• _Task statement_: Pick out each line of the material below that contains the word "Write", where case matters.

-- Begin Input for this task --

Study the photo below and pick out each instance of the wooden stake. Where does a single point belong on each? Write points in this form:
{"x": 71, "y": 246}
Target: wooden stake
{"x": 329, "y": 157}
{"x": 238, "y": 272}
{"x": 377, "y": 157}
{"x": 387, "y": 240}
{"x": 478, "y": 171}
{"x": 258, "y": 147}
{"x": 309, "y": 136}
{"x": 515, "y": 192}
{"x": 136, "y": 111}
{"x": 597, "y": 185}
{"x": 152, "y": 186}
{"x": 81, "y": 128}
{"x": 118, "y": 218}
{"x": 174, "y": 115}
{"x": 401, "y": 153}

-- End Input for this task --
-- Begin Input for this task --

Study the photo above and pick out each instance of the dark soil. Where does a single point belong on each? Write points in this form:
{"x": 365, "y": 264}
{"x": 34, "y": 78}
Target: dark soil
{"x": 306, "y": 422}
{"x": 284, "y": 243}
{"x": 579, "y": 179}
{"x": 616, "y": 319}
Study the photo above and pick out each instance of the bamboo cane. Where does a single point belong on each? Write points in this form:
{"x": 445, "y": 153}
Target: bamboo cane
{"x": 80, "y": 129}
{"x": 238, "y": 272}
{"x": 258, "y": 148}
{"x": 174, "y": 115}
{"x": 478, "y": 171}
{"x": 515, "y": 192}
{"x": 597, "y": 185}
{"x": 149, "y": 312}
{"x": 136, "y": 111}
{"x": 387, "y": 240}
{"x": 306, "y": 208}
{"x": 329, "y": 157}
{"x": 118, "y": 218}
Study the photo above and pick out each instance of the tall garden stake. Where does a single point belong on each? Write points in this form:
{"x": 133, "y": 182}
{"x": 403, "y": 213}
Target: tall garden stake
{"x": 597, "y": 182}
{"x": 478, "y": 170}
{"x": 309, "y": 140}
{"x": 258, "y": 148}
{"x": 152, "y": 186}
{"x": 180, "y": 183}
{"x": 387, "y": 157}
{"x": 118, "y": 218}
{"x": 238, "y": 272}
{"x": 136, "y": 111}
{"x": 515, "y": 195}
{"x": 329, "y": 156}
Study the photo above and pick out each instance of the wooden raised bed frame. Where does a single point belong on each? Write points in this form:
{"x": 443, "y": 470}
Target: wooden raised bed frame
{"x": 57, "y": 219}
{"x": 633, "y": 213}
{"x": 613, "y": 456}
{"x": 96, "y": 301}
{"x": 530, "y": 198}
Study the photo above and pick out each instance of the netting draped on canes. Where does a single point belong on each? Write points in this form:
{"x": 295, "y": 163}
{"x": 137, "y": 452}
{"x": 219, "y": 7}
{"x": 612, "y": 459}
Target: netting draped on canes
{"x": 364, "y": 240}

-- End Input for this task --

• _Output for this exercise_:
Study the photo below and pick out each instance of the wooden stake. Where does a single point belong on each? Write points in this form:
Study the photo above and pick out each instance of the dark soil. Where does a single point belong on each? Write points in this form:
Study the photo above and pick out each instance of the bamboo cane. Where does a single point belong on each? Write points in this form:
Study the photo above and pick out each instance of the tall garden stake. Where does a single point belong on each? Write points in this form:
Study the photo above and pick out each instance of the wooden raised bed frame. Where does a single point belong on each? Write points in this form:
Study the photo above and pick out each instance of the netting draped on canes. Where does a single point belong on each? Write points in this form:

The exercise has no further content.